WA - Exotic Pet - Chapter 16.30. Dangerous Wild Animals West's RCWA 16.30.005 - 900

This Washington chapter passed in 2007 regulates the keeping of dangerous wild animals. By definition, a potentially dangerous wild animal includes, among others, lions, tigers, captive-bred cougars, jaguars, cheetahs, leopards, wolves, (but excluding wolf-hybrids), bears, hyenas, non-human primates, elephants, rhinoceroses, certain reptiles, and venomous snakes. A person shall not own, possess, keep, harbor, bring into the state, or have custody or control of a potentially dangerous wild animal. A person in legal possession of a potentially dangerous wild animal prior to July 22, 2007, and who is the legal possessor of the animal may keep possession of the animal for the remainder of the animal's life.

WA - Fish - 77.15.250. Unlawful release of fish, shellfish, or wildlife--Penalty--Unlawful release of deleterious exotic wildlif West's RCWA 77.15.250

Under this Washington statute, a person is guilty of unlawfully releasing, planting, possessing, or placing fish, shellfish, or wildlife (gross misdemeanor) if the person knowingly releases such animals within the state, and the animals have not been classified as deleterious wildlife. A person is guilty of unlawfully releasing, planting, possessing, or placing deleterious exotic wildlife (class C felony) if the person knowingly releases animals classified as deleterious.

WA - Fur - Chapter 77.15. Fish and Wildlife Enforcement Code (Unlawful Trapping Provisions) West's RCWA 77.15.190 - 194

This set of Washington laws describes unlawful trapping. A person is guilty of misdemeanor unlawful trapping if the person sets out traps without the necessary licenses or permits; violates any rule on seasons or bag limits; or fails to identify the owner of the traps or devices with a tag or inscription. The director may revoke the trapper's license of a person placing unauthorized traps on private property and may remove those traps. It is unlawful to use or authorize the use of any steel-jawed leghold trap, neck snare, or other body-gripping trap to capture any mammal for recreation or commerce in fur except as provided in Section 77.15.194.

### EXCERPTED RECORDS
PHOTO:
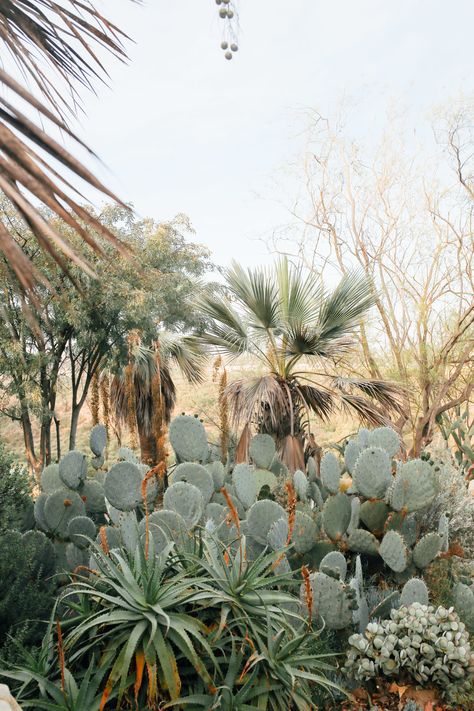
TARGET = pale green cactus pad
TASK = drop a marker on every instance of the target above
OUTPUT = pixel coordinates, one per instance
(331, 472)
(362, 541)
(260, 518)
(414, 590)
(427, 549)
(245, 484)
(336, 516)
(372, 472)
(98, 439)
(186, 499)
(73, 469)
(123, 486)
(262, 451)
(78, 528)
(59, 508)
(197, 475)
(188, 439)
(394, 551)
(386, 438)
(50, 479)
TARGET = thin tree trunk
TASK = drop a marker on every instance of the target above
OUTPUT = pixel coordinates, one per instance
(148, 452)
(57, 424)
(75, 412)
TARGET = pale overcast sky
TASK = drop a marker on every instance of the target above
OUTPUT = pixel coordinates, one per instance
(183, 130)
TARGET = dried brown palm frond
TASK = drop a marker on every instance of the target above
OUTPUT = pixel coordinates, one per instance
(56, 44)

### EXERCISE
Pick up the summaries of Washington animal laws right after their last sentence and keep writing them. The records have nothing to do with what comes next.

### TASK ANSWER
WA - Health - Chapter 16.36. Animal Health West's RCWA 16.36.005 - 160

These laws set forth the laws for importation and health requirements of certain imported animals. It also allows the director to establish inspection procedures for the transportation of animals. A section provides that it is unlawful for a person to bring an animal into Washington state without first securing a certificate of veterinary inspection, reviewed by the state veterinarian of the state of origin, verifying that the animal meets the Washington state animal health

WA - Humane Slaughter - Chapter 16.50. Humane Slaughter of Livestock. West's RCWA 16.50.100 - 900

The Washington humane slaughter laws begin with a statement that it is declared to be the policy of the state of Washington to require that the slaughter of all livestock, and the handling of livestock in connection with slaughter, shall be carried out only by humane methods.  Humane methods are defined are those methods whereby the animal is rendered insensible to pain by mechanical, electrical, chemical or other means that is rapid and effective, before being shackled, hoisted, thrown, cast or cut; or methods in accordance with the ritual requirements of any religious faith whereby the animal suffers loss of consciousness by anemia of the brain.  "Livestock" is limited under the statute to cattle, calves, sheep, swine, horses, mules and goats.  Note that the director may, by administrative order, exempt a person from compliance with this chapter for a period of not to exceed six months if he finds that an earlier compliance would cause such person undue hardship.  Violation of the act constitutes a misdemeanor and is subject to a fine of not more than two hundred fifty dollars or confinement in the county jail for not more than ninety days.